[Records from a dataset]
========================================================================

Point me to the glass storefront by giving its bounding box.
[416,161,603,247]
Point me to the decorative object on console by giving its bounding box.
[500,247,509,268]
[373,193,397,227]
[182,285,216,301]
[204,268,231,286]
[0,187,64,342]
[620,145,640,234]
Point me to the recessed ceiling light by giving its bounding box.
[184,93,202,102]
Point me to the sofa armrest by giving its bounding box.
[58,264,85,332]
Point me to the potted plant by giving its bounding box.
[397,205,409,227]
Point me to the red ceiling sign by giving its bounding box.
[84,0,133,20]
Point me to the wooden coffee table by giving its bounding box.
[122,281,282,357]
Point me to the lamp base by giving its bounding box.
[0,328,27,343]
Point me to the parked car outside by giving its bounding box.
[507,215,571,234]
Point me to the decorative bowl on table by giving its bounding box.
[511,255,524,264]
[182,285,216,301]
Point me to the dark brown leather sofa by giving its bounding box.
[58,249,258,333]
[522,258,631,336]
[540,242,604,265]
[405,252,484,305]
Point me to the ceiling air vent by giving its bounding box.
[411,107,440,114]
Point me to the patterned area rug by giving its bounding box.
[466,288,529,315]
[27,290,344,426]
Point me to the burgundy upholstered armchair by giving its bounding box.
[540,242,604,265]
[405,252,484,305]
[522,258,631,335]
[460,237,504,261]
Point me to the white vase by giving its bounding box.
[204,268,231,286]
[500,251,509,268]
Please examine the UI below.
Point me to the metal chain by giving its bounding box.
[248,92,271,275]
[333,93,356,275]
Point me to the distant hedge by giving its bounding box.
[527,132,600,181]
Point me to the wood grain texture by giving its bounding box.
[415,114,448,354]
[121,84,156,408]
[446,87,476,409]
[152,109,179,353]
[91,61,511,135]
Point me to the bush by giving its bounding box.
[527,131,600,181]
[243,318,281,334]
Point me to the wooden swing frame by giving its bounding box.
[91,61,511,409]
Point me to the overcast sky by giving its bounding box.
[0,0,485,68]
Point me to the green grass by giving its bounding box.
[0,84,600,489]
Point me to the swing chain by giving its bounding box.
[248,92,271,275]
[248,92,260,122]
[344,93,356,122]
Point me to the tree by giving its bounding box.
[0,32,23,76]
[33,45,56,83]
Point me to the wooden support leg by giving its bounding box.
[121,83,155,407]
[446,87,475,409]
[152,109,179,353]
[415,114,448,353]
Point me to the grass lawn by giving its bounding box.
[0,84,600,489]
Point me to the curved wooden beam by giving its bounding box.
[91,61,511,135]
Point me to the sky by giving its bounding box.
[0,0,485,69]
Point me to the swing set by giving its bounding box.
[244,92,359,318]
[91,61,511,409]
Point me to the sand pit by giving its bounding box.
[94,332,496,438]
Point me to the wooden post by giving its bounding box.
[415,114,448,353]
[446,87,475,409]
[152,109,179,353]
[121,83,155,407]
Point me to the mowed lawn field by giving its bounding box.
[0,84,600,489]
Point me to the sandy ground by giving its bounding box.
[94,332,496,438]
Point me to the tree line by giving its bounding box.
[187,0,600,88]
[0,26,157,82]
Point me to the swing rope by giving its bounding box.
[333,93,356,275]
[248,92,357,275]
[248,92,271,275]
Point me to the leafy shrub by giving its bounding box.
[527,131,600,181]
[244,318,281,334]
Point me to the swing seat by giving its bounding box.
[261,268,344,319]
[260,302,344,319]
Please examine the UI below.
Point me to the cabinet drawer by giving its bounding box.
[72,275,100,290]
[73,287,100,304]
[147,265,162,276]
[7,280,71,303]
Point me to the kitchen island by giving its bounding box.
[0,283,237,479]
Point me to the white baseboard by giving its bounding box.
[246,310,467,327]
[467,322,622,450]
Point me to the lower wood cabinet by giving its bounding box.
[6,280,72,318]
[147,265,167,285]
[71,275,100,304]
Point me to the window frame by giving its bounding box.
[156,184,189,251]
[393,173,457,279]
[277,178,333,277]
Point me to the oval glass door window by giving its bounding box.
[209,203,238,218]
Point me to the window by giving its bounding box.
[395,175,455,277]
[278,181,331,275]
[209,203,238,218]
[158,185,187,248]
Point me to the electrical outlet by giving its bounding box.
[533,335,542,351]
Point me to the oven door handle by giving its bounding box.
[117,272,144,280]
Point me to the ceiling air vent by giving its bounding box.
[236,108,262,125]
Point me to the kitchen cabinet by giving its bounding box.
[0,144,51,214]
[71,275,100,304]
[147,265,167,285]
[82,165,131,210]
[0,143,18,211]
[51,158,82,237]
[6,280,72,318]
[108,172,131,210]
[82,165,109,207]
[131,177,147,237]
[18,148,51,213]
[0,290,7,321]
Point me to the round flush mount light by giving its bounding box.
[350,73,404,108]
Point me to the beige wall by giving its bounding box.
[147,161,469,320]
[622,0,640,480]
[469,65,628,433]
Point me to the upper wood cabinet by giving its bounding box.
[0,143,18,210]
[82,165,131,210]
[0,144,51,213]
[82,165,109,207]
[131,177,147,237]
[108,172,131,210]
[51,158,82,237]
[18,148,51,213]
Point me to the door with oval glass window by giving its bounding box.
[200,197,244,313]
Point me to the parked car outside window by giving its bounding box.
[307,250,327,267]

========================================================================

Write out all of the records above again, word for word and line for line, with nothing changed.

Point me to the glass storefront by giving its bounding box.
[416,161,603,247]
Point me to the decorative object on console by giving its bounding box.
[500,247,509,268]
[373,193,397,227]
[182,285,216,301]
[204,268,231,286]
[0,187,64,342]
[620,145,640,234]
Point me to the recessed ceiling light by giving its bounding box.
[184,93,202,102]
Point me to the sofa armrest by giving its bounding box.
[58,264,85,332]
Point me to the potted plant by giving its bounding box.
[397,205,409,227]
Point me to the red ceiling sign by giving its bounding box.
[84,0,133,20]
Point me to the wooden coffee table by giving its bounding box.
[122,281,282,357]
Point me to the lamp base by giving its bounding box.
[0,328,27,343]
Point me to the parked car outside by giving its bounding box.
[507,215,571,234]
Point me to the decorative bowl on table by giving its bounding box.
[511,255,524,264]
[182,285,216,301]
Point me to the dark brown leather sofa by giving its bounding box.
[58,249,258,333]
[522,258,631,336]
[540,242,604,265]
[405,252,484,305]
Point me to the ceiling air vent by giving its bounding box.
[411,107,440,114]
Point me to the patterned area rug by giving its bounding box.
[466,288,529,315]
[27,290,344,426]
Point me to the burgundy upholstered armchair by giving its bounding box.
[540,242,604,265]
[405,252,484,305]
[522,258,631,335]
[460,237,504,261]
Point me to the white vase by giving its bounding box.
[204,268,231,286]
[500,251,509,268]
Please examine the UI below.
Point me to the metal chain by giving its bounding box.
[248,92,271,275]
[333,93,356,275]
Point me to the distant hedge by giving its bounding box.
[527,132,600,181]
Point me to the wood grain texture by giving its bounding box.
[415,114,448,354]
[121,84,156,408]
[446,87,476,409]
[152,109,179,353]
[91,61,511,135]
Point me to the bush by giving its bounding box.
[527,131,600,181]
[243,318,281,334]
Point me to the wooden swing frame by giving its bounding box.
[91,61,511,409]
Point me to the overcast sky by giving its bounding box.
[0,0,485,68]
Point me to the green grass by giving its bounding box.
[0,84,600,489]
Point me to the swing chain by giving its bounding box.
[248,92,271,275]
[248,92,260,122]
[344,93,356,122]
Point me to the tree by giving its bounding box.
[0,32,23,76]
[33,45,56,83]
Point me to the wooden support leg by giving its bounding box.
[121,83,155,407]
[446,87,475,409]
[152,109,179,353]
[415,114,448,353]
Point me to the grass lawn by giving its bounding box.
[0,84,600,489]
Point me to the curved wooden beam by giving its bounding box.
[91,61,511,135]
Point me to the sky by giving its bounding box.
[0,0,485,69]
Point me to the swing set by giving its bounding box.
[244,92,359,318]
[91,61,511,409]
Point me to the sand pit by giving its bounding box.
[94,332,496,438]
Point me to the wooden post by giving its bounding box.
[415,114,448,353]
[446,87,475,409]
[152,109,179,353]
[121,83,155,407]
Point me to the mowed lawn field by giving its bounding box.
[0,84,600,489]
Point me to the sandy ground by giving its bounding box.
[94,332,496,438]
Point me to the tree line by giving its bounding box.
[187,0,600,88]
[0,26,157,82]
Point me to the swing rope by giving its bounding box.
[333,93,356,275]
[248,92,357,275]
[248,92,271,275]
Point me to the leafy shrub by giving its bounding box.
[527,131,600,181]
[244,318,281,334]
Point me to the swing seat by giving its bounding box.
[261,268,344,319]
[260,302,344,319]
Please examine the UI below.
Point me to the cabinet drawer by giving its bounding box.
[72,275,100,290]
[73,287,100,304]
[147,265,162,276]
[7,280,71,303]
Point me to the kitchen island by giving its bounding box.
[0,283,237,479]
Point me to the white baseboard by giving its bounding box.
[246,310,467,327]
[467,322,622,450]
Point me to the lower wood cabinet by giving its bounding box.
[6,280,72,318]
[147,265,167,285]
[71,275,100,304]
Point me to the window frame by giving its bounding box.
[156,184,189,251]
[393,173,457,279]
[277,178,333,277]
Point me to the oval glass door window by giving its bounding box.
[209,203,238,218]
Point me to the window by giving its bounding box.
[395,175,455,277]
[278,181,331,275]
[209,203,238,218]
[158,185,187,248]
Point me to the electrical outlet by giving its bounding box.
[533,335,542,351]
Point me to the oven door handle by giving its bounding box.
[117,272,144,280]
Point me to the ceiling air vent by giving its bounding box.
[236,108,262,125]
Point me to the kitchen cabinet by giving its bounding box.
[0,144,51,214]
[71,275,100,304]
[147,265,167,285]
[82,165,131,210]
[0,143,18,211]
[51,158,82,237]
[6,280,72,318]
[108,172,131,210]
[82,165,109,207]
[131,177,147,237]
[18,148,51,213]
[0,290,7,321]
Point me to the round flush mount light by giving its bounding box.
[350,73,404,108]
Point me to the beige wall by giving its bounding box.
[147,161,469,320]
[622,0,640,480]
[469,65,628,433]
Point me to the upper wood cabinet by giving its bounding box.
[0,143,18,210]
[82,165,131,210]
[0,144,51,213]
[82,165,109,207]
[131,177,147,237]
[108,172,131,210]
[51,158,82,237]
[18,148,51,213]
Point me to the door with oval glass window by giving its bounding box.
[200,197,244,313]
Point me to the parked car outside window by giving its bounding box.
[307,250,327,267]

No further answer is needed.